**PROBLEM TO WORK ON**
Count the lines below that contain the string "sticker", treating uppercase and lowercase as different, and reply with the number alone.

(Items listed in a dataset)
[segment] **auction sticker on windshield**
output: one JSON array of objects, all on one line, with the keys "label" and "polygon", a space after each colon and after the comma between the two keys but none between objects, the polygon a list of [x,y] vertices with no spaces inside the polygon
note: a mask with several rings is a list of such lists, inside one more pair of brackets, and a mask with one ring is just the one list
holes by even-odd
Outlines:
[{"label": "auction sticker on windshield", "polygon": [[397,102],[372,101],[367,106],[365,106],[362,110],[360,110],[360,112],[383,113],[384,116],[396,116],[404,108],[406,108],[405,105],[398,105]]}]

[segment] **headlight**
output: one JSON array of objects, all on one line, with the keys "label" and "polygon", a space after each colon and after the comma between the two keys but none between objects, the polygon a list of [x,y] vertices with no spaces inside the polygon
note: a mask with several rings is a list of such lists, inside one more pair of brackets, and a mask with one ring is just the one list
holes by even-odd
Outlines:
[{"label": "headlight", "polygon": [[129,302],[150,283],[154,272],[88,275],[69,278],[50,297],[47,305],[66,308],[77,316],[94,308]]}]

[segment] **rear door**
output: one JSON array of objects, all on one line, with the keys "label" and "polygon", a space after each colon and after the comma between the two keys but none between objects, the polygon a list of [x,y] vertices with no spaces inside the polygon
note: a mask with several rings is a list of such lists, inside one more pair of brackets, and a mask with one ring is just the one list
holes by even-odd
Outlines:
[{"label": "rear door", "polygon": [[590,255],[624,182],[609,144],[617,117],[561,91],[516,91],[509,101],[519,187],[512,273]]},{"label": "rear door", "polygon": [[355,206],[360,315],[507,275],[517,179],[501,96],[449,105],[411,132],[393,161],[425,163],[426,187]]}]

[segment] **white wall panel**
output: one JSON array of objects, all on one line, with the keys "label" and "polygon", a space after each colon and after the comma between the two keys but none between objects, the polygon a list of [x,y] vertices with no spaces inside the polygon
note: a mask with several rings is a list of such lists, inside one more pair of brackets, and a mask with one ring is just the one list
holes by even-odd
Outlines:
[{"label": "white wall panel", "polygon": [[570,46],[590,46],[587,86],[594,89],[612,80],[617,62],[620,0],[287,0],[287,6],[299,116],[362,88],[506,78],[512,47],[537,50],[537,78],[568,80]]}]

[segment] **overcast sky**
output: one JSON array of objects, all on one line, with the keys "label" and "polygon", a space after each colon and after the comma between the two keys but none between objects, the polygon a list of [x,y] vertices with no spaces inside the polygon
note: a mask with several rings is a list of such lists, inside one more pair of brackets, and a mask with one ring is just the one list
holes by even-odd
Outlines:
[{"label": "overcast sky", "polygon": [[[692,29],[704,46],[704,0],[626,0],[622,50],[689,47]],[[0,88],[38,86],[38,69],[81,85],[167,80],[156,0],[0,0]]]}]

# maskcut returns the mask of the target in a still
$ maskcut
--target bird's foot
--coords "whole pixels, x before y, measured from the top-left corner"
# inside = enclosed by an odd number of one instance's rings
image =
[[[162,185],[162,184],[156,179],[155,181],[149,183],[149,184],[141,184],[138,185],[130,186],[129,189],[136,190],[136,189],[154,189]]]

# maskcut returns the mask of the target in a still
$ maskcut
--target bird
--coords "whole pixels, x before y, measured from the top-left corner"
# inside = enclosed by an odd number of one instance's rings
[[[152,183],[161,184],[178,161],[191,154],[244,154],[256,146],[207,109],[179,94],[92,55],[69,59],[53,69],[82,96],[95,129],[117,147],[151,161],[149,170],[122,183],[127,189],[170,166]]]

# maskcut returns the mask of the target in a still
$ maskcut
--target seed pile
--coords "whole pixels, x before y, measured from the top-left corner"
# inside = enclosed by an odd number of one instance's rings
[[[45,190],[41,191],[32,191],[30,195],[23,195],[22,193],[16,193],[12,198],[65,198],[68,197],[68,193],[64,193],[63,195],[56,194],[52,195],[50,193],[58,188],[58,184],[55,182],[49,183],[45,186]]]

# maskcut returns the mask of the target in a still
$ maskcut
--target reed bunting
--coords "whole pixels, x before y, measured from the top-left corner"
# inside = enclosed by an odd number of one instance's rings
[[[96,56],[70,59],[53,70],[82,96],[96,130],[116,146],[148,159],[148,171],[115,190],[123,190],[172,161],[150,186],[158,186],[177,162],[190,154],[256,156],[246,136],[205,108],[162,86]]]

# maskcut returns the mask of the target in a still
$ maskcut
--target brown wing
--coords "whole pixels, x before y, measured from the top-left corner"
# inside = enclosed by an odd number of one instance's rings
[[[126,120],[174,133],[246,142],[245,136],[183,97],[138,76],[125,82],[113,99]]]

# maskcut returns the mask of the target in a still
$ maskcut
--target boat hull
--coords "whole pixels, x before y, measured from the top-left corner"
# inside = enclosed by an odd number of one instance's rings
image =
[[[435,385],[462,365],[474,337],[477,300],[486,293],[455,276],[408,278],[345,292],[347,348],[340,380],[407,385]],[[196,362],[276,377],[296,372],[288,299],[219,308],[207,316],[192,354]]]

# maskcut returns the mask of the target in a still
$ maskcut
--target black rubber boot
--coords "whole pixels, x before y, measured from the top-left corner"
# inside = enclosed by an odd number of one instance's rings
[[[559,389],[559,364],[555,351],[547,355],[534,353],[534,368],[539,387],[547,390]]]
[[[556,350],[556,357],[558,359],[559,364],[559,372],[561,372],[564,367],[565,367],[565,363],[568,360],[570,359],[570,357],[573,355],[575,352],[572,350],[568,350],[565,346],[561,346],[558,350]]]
...
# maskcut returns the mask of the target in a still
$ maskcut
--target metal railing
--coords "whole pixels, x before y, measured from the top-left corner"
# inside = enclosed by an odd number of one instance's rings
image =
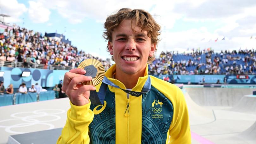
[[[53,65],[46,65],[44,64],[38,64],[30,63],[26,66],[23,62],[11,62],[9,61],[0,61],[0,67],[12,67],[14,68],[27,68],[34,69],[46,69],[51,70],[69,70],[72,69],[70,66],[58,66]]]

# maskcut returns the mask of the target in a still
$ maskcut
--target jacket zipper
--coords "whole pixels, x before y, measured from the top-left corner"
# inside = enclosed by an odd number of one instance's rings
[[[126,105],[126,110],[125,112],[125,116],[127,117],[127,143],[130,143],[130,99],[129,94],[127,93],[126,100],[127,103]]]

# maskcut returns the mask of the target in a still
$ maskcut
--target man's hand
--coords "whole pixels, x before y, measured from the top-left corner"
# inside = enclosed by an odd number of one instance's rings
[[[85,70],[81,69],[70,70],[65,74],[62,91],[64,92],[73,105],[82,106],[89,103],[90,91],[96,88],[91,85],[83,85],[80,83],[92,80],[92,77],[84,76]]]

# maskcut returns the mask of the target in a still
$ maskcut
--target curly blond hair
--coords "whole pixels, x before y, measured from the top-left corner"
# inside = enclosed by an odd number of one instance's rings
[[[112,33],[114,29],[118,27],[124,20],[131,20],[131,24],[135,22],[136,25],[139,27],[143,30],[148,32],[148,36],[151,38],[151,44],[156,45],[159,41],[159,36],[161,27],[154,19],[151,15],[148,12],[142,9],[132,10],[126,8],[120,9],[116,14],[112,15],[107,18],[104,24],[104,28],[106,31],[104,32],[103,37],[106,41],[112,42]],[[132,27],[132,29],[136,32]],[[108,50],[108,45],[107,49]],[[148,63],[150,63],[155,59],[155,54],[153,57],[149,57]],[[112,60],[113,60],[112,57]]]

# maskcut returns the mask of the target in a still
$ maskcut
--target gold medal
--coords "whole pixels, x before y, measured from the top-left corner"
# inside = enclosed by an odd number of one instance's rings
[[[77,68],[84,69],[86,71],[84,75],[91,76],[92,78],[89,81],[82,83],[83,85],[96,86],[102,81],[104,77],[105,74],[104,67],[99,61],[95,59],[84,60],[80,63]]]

**TASK ANSWER**
2